**PROBLEMS TO WORK ON**
1. Extract the stretch of the n.eko guide from "Traditional browser automation" through "What is n.eko?", copying it word for word.
2. Decide whether each statement below agrees with the n.eko guide, answering yes or no and quoting the words of the guide that settle it: (a) n.eko streams via WebRTC; (b) the default password is admin; (c) the guide says to spin up an Ubuntu 20.04 instance.
3. Write what comes next in the n.eko guide, picking up after its final line.

**PASSAGE GIVEN**
Virtual Desktop Infrastructure for the Agentic Era

By Prahlad Menon 3 min read

AI agents are increasingly capable, but they hit a wall when the task requires a GUI. Not everything has an API. Sometimes you need to click a button, fill a form, or navigate a website that actively blocks automation.

The solution? Give your agent a real browser — isolated, secure, and controllable via code.

This guide walks you through deploying n.eko, an open-source virtual browser platform, and connecting it to AI agents for safe, sandboxed web automation.

Why Agents Need Virtual Desktops

Traditional browser automation (Selenium, Playwright, Puppeteer) runs on the same machine as your agent. This creates problems:

  • Security risk: A compromised agent has access to your local filesystem
  • Detection: Headless browsers get flagged by anti-bot systems
  • No human oversight: You can’t see what the agent is doing in real-time
  • Resource contention: Browser processes compete with your agent’s compute

A virtual desktop solves all of these. The browser runs in a container. Only video streams out. Your agent sends commands in, but cookies, tokens, and sensitive data never leave the sandbox.

What is n.eko?

n.eko is a self-hosted virtual browser that runs in Docker and streams via WebRTC. Key features:

  • Multiple browsers: Firefox, Chrome, Brave, Edge, Tor Browser
  • Full desktop environments: XFCE, KDE — run any Linux app
  • Multi-user control: Multiple people (or agents) can view/control the same session
  • Built-in audio: Synced audio streaming for video content
  • GPU acceleration: Smooth rendering with NVIDIA support
  • API for room management: Programmatically create/destroy sessions

With 746K+ Docker pulls and 17K+ GitHub stars, it’s battle-tested infrastructure.

Step 1: Deploy a VPS

You’ll need a server with a public IP. Recommended specs:

ResolutionCoresRAMExperience
1280x720@3043GBGood
1280x720@3064GBRecommended
1280x720@308+4GB+Best

Providers that work well:

Spin up an Ubuntu 22.04+ instance and SSH in.

Step 2: Install Docker

# Install Docker
curl -sSL https://get.docker.com/ | CHANNEL=stable bash

# Install Docker Compose plugin
sudo apt-get update
sudo apt-get install -y docker-compose-plugin

# Verify
docker --version
docker compose version

Step 3: Deploy n.eko (Single Room)

For a quick single-browser setup:

# Create project directory
mkdir ~/neko && cd ~/neko

# Download docker-compose.yaml
wget https://raw.githubusercontent.com/m1k1o/neko/master/docker-compose.yaml

# Start n.eko
sudo docker compose up -d

Visit http://YOUR_SERVER_IP:8080 in your browser. Default password: neko

To customize, edit docker-compose.yaml:

services:
  neko:
    image: "ghcr.io/m1k1o/neko/firefox:latest"
    restart: unless-stopped
    shm_size: "2gb"
    ports:
      - "8080:8080"
      - "52000-52100:52000-52100/udp"

(Stored entries)
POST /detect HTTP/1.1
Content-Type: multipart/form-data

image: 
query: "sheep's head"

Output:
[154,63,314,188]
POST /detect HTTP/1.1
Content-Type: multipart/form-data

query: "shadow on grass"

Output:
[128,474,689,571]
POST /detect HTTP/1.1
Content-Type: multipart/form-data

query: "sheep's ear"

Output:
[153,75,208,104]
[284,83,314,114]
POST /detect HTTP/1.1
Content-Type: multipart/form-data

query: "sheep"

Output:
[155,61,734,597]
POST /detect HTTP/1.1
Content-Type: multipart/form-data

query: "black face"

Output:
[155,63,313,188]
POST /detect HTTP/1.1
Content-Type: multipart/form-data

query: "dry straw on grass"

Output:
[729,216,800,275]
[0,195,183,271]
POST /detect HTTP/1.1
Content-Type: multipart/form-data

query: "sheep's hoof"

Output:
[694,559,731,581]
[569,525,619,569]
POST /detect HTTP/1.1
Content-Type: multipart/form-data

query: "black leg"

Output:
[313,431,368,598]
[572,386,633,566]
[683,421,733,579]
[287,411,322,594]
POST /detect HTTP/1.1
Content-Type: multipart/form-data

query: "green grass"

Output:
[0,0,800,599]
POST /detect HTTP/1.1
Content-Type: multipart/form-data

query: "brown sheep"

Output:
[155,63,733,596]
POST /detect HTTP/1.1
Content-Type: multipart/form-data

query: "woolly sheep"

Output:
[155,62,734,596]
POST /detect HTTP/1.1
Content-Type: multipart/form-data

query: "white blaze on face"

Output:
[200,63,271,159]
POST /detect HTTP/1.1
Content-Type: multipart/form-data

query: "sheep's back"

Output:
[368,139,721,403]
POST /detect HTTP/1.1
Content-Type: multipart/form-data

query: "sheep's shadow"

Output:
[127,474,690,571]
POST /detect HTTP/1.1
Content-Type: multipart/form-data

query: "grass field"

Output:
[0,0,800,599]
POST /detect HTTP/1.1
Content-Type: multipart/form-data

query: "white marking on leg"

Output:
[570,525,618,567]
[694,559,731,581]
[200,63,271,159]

**THE ANSWERS**
1.
Traditional browser automation (Selenium, Playwright, Puppeteer) runs on the same machine as your agent. This creates problems:

  • Security risk: A compromised agent has access to your local filesystem
  • Detection: Headless browsers get flagged by anti-bot systems
  • No human oversight: You can’t see what the agent is doing in real-time
  • Resource contention: Browser processes compete with your agent’s compute

A virtual desktop solves all of these. The browser runs in a container. Only video streams out. Your agent sends commands in, but cookies, tokens, and sensitive data never leave the sandbox.

What is n.eko?

2.
(a) Yes: "n.eko is a self-hosted virtual browser that runs in Docker and streams via WebRTC."
(b) No: "Default password: neko"
(c) No: "Spin up an Ubuntu 22.04+ instance and SSH in."

3.
    environment:
      NEKO_SCREEN: 1280x720@30
      NEKO_PASSWORD: your-user-password
      NEKO_PASSWORD_ADMIN: your-admin-password
      NEKO_EPR: 52000-52100
      NEKO_ICELITE: 1

Available browser images:

  • ghcr.io/m1k1o/neko/firefox:latest
  • ghcr.io/m1k1o/neko/chromium:latest
  • ghcr.io/m1k1o/neko/brave:latest
  • ghcr.io/m1k1o/neko/tor-browser:latest
  • ghcr.io/m1k1o/neko/google-chrome:latest

Step 4: Deploy n.eko Rooms (Multi-Session)

For agents that need to spawn multiple isolated browser sessions, use neko-rooms:

# Zero-knowledge install with HTTPS (uses Traefik)
wget -O neko-rooms-traefik.sh https://raw.githubusercontent.com/m1k1o/neko-rooms/master/traefik/install
sudo bash neko-rooms-traefik.sh

Follow the prompts. You’ll need:

  • A domain pointing to your server
  • Let’s Encrypt will auto-provision SSL

Once running, you get a web UI to create/manage rooms, plus an API for programmatic control.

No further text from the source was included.